## Requirements
Edit the records between the lines holding "Keypoint placement for each instance of the large" and "Keypoint placement for each instance of the butterfly", inclusive, replacing "pebble" with "small stone" and leaving everything else unchanged. Return only those lines.

## Task data
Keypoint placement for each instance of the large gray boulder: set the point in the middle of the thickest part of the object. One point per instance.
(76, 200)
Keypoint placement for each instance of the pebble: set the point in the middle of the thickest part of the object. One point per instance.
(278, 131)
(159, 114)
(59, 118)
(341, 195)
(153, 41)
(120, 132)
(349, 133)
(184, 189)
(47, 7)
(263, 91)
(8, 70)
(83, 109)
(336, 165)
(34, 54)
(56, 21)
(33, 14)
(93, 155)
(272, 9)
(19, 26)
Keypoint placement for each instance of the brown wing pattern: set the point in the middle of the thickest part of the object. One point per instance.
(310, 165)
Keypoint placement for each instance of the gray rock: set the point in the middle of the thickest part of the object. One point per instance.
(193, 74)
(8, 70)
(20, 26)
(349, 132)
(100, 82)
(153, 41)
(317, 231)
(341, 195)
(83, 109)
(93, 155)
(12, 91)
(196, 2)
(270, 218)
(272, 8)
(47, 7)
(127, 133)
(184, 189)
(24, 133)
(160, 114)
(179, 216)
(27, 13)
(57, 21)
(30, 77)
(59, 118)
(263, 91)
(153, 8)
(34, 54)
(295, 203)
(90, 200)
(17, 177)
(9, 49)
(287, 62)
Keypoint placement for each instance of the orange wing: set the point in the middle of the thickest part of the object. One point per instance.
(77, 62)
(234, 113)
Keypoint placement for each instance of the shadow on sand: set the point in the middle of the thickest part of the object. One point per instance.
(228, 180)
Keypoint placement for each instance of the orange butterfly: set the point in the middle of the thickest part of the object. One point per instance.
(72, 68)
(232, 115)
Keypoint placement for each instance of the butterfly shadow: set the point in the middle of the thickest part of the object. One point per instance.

* * *

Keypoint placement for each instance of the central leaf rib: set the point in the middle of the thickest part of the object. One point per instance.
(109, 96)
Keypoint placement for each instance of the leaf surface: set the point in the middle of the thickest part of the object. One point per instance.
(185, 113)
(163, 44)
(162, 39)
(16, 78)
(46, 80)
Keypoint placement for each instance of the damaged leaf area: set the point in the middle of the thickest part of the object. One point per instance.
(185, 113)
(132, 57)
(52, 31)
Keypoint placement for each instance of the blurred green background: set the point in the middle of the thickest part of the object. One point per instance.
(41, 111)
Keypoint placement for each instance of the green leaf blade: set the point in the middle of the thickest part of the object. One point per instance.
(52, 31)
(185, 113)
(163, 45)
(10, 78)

...

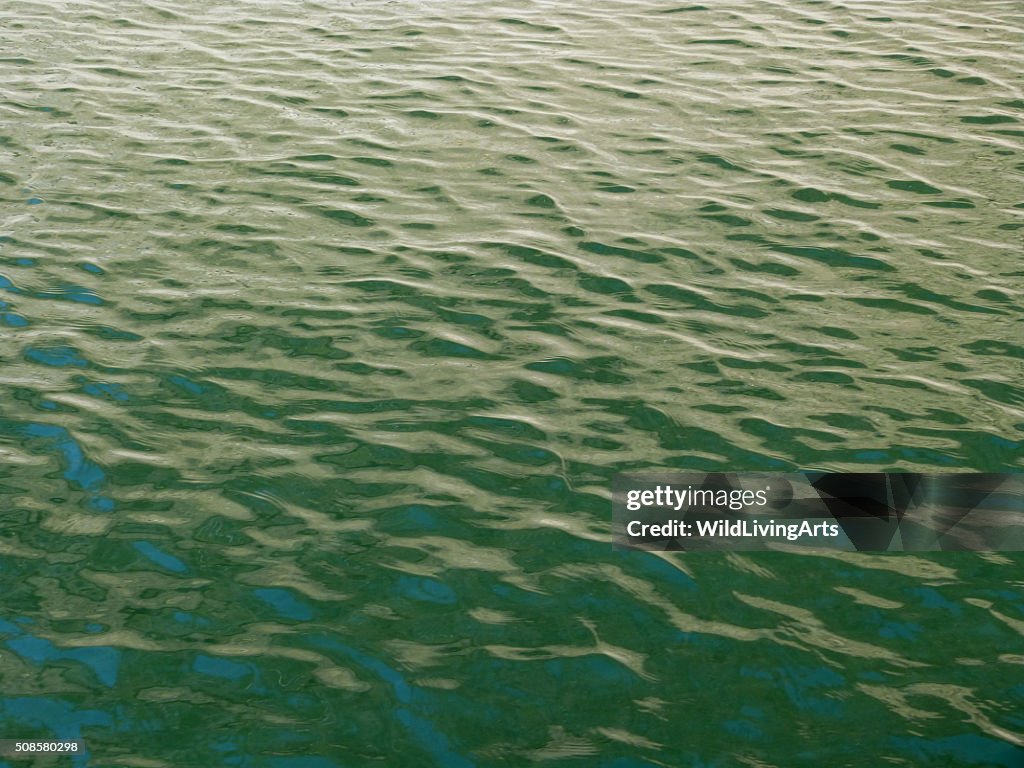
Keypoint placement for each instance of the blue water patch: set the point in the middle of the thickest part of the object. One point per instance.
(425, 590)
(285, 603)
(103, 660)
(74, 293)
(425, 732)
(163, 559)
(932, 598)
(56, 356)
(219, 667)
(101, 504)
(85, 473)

## Completed exercise
Keypoint placement for each instance of the large gray boulder: set the point in the middle of the thickest part of the object. One point per instance.
(76, 200)
Keypoint placement for each instance of the small stone: set the point in the middle of the thickest part of the object. One point per instance.
(278, 131)
(159, 114)
(59, 118)
(341, 195)
(153, 41)
(120, 132)
(349, 133)
(184, 189)
(47, 7)
(263, 91)
(8, 70)
(83, 109)
(336, 165)
(34, 54)
(56, 21)
(33, 14)
(93, 155)
(272, 9)
(19, 26)
Keypoint placement for each instance of the brown wing pattern: set the point in the middle of the thickest part of the object. One point per instance.
(310, 165)
Keypoint placement for each instance of the gray rock: set the point in the middle of the thickest part of the object. One point per instance.
(193, 74)
(8, 70)
(20, 26)
(349, 132)
(100, 82)
(153, 41)
(317, 231)
(341, 195)
(83, 109)
(93, 155)
(12, 91)
(196, 2)
(270, 218)
(272, 8)
(47, 7)
(127, 133)
(184, 189)
(24, 133)
(160, 114)
(179, 216)
(27, 13)
(57, 21)
(30, 77)
(59, 118)
(263, 91)
(153, 8)
(34, 54)
(295, 203)
(90, 200)
(17, 177)
(9, 49)
(287, 62)
Keypoint placement for each instance of the orange wing: set the point in the middle of the thickest part of the object. One point per instance.
(77, 62)
(234, 113)
Keypoint placement for each instance of the shadow on sand: set the point in the middle of the thickest part of the object. One point per instance.
(228, 180)
Keypoint placement for each instance of the orange butterfly: set the point in the middle of the thickest part of the object. One point per instance.
(72, 68)
(232, 115)
Keypoint placement for each instance of the butterfly shadow: set the point in the middle of the thickest part of the object. One point per instance.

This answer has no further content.